Image object location entries:

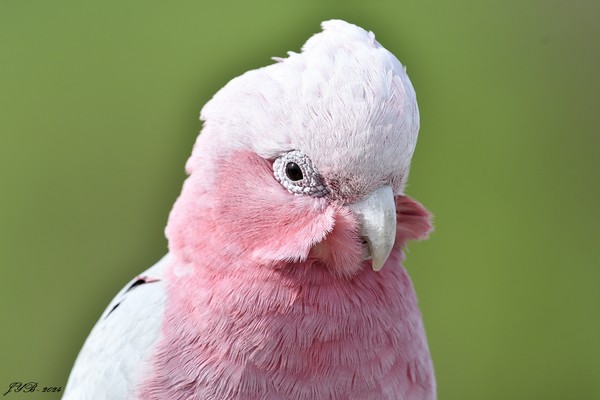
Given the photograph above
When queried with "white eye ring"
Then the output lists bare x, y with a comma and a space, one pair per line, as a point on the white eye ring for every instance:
309, 182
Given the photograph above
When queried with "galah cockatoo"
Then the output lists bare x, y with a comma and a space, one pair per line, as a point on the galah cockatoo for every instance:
283, 278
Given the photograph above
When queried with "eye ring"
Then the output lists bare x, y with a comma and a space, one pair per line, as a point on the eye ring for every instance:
295, 171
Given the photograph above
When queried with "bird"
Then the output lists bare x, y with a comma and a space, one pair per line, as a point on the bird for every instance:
283, 277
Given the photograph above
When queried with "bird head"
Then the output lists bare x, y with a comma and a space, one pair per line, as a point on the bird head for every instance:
306, 160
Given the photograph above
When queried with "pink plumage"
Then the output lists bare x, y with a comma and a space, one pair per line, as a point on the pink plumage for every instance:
270, 290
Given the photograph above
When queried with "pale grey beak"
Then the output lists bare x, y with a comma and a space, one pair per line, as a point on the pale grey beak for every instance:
376, 214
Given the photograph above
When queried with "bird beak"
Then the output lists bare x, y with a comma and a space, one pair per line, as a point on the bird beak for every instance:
376, 214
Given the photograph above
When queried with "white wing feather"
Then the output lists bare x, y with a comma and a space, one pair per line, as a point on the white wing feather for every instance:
116, 351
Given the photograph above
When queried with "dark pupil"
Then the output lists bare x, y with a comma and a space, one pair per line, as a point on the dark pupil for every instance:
293, 171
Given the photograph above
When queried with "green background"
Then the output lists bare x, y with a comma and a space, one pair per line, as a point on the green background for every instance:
99, 106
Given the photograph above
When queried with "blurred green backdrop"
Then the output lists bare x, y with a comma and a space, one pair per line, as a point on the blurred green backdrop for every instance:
99, 106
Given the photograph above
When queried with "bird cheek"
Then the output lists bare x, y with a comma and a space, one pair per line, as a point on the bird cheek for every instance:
341, 250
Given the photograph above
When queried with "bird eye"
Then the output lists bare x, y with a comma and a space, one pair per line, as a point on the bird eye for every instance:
296, 173
293, 171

What you will do>
Copy every entry word for word, but omit the pictures.

Answer in full>
Given the photograph above
When queried with "white eye ring"
Then the output lists bare x, y with a comma and a space, one pair per line, as a point on the white eye ring for every instance:
309, 182
Given the photograph above
When queried with "galah cockatoo"
Then the output lists bare x, y with a comma and a space, one pair per line, as a point on the galah cockatoo for every instance:
283, 278
Given the photograph above
When queried with "eye ring"
Then the output lists bare x, y with a comma and a space, one pair per line, as a point on the eye ring for every instance:
295, 171
Given the photograph above
When queried with "bird"
Then the output lists bare x, y with a comma and a space, one pair per line, as a point on the bird for every instance:
283, 277
Given the photograph above
When queried with "bird head"
Then the output lists bare x, y with a comma and a space, one pair per line, as a point on the bird head for every instance:
306, 160
Given the photograph above
When queried with "pink plumage"
Then the output lists bare x, y with a comma and a space, one pair per line, as a point on the pink plumage for every instance:
270, 290
Given the photograph above
When queried with "pale grey beak"
Then the output lists bare x, y with a comma and a space, one pair per line, as a point on the pale grey beak for every instance:
376, 214
Given the photograph above
When queried with "bird beak"
Then the output lists bare x, y with a comma and a space, one pair per line, as a point on the bird beak for every instance:
376, 214
Given the photograph above
When queried with "white wing feather"
Then the output lists bare x, y with a comma and a space, one pair per line, as a point on the white wing feather for every instance:
116, 351
Given the photograph above
When queried with "dark pupil"
Then the output lists bare x, y with a comma and a space, one pair per line, as a point on the dark pupil for every instance:
293, 171
Given the photograph above
When queried with "green background"
Then the output lists bare x, y with a comma and a space, one pair per line, as a point on the green background for every instance:
99, 106
Given the photograph above
When queried with "blurred green backdrop"
Then the output lists bare x, y with a comma and a space, one pair per line, as a point on the blurred green backdrop for every instance:
99, 106
Given the photograph above
When queried with "bird cheek"
Then the output lists bare x, y with a comma and a space, one pair per line, as a point on the bird cheek for every instance:
341, 250
Given the photograph above
When queried with "bird eye"
Then the output lists bare x, y with a comma and a space, one pair per line, as a point on the bird eye for every instance:
296, 173
293, 171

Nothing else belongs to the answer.